◆ Quoted passage:
And a mini maglight.


----------



## Kahlan (Sep 16, 2014)

Ok so please don't make me feel (too) stupid for asking but if I have a ghb that I carry daily do I still need edc items? Although technically I keep my bag in my car so it's not really on me so maybe I just answered my own question...


----------



## jasonc (Oct 29, 2014)

James m said:


> My edc is my avatar. Minus the red ronson lighter. Swiss army knife on the keychain. Small flip open black gerber. Luminox watch with Velcro strap. Keys to a rusty Chevrolet with other things in tow.
> 
> And a mini maglight.


I've been wanting a Luminox watch for quite a while but haven't pulled the trigger yet... Worth it?


----------



## jasonc (Oct 29, 2014)

Kahlan said:


> Ok so please don't make me feel (too) stupid for asking but if I have a ghb that I carry daily do I still need edc items? Although technically I keep my bag in my car so it's not really on me so maybe I just answered my own question...


A lot of times a GHB is just an EDC pack with a lot more stuff in it, so it depends. I would prefer to carry my EDC items with me wherever I go, and keep a GHB in my car for when I need it. I would say that a GHB bag is also more for surviving situations, but EDC items are more for being prepared for anything in the day.


----------



## dannydefense (Oct 9, 2013)

Kahlan said:


> Ok so please don't make me feel (too) stupid for asking but if I have a ghb that I carry daily do I still need edc items? Although technically I keep my bag in my car so it's not really on me so maybe I just answered my own question...

◆ Dataset excerpts:
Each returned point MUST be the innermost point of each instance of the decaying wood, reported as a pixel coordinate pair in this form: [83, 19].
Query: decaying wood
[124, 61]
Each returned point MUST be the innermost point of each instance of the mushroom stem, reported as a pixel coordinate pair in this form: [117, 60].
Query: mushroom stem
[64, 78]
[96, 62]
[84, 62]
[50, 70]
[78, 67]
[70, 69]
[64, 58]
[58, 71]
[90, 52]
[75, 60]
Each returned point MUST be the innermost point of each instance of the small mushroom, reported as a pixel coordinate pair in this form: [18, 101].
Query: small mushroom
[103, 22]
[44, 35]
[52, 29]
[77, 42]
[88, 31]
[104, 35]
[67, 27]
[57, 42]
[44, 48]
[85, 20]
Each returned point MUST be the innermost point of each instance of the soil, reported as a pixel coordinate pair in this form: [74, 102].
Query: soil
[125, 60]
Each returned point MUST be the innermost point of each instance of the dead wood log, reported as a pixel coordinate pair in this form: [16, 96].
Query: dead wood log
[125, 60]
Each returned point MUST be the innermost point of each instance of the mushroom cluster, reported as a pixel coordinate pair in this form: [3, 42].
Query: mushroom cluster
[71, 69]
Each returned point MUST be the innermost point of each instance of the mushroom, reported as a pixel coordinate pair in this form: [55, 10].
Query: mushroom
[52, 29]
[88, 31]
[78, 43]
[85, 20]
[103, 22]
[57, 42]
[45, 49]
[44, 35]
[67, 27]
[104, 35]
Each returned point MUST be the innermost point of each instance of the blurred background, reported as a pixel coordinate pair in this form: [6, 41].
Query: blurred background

◆ Aim:
How would the forum thread about everyday carry items and get-home bags continue after its last quoted post? Write the next part.

◆ Task output:
There are no stupid questions, only stupid people who ask stupid questions. Since we've already established you're not stupid people, feel free to ask anything.

That being said, it's really up to you. If you feel confident you can always get to your GHB, then you should be okay. The idea behind an EDC load out is that your car blew up, your house blew up, the hardware store blew up, and aliens from Alpha Centauri are making your life hell, so it would be nice to have at least a few things that are never farther away than your pocket. For me, that's a choice of one of three sidearms depending on how I'm dressed, a bic lighter (smokers are always amazed that I have this, despite me not being a smoker), some paper money and coins, and my benchmade knife.


----------



## bigwheel (Sep 22, 2014)

For lounging around the house..taking out the trash etc. I always pack my .22 mini 5 shot revolver. When I goes out in public in warm weather I have my Sig P 226 .40 in an inside the waist band holster on the right side..with two extra magazines in a belt mounted duty pouch on the left. Buck knife clipped to the right pants pocket next to the cell phone. In cool weather I poke the gun in the leather biker gun toting vest like the one the President of the Hells Angels wears. Here is a candid shot showing my queeks draw technique from the vest.


----------



## ntxwheels (Oct 25, 2014)

jasonc said:


> Do you carry on your belt or in a pack? Or something else?


The 1911 carries in an IWB holster. The mags in clip on mag pouches. The lock back knife on my belt small of the back. The 2 bladed knife in my pocket.

Then of course there's the cell phone, lighter and whatever else I feel I might need that day


----------



## jasonc (Oct 29, 2014)

ntxwheels said:


> The 1911 carries in an IWB holster. The mags in clip on mag pouches. The lock back knife on my belt small of the back. The 2 bladed knife in my pocket.
> 
> Then of course there's the cell phone, lighter and whatever else I feel I might need that day


Does anyone ever get concerned seeing you with a 1911? I live in Colorado, so there's a 50/50 chance of running into a Liberal that hates people who carry, or running into someone that will ask you about what you're carrying. For that reason, I haven't previously carried a firearm on my person.


----------



## ntxwheels (Oct 25, 2014)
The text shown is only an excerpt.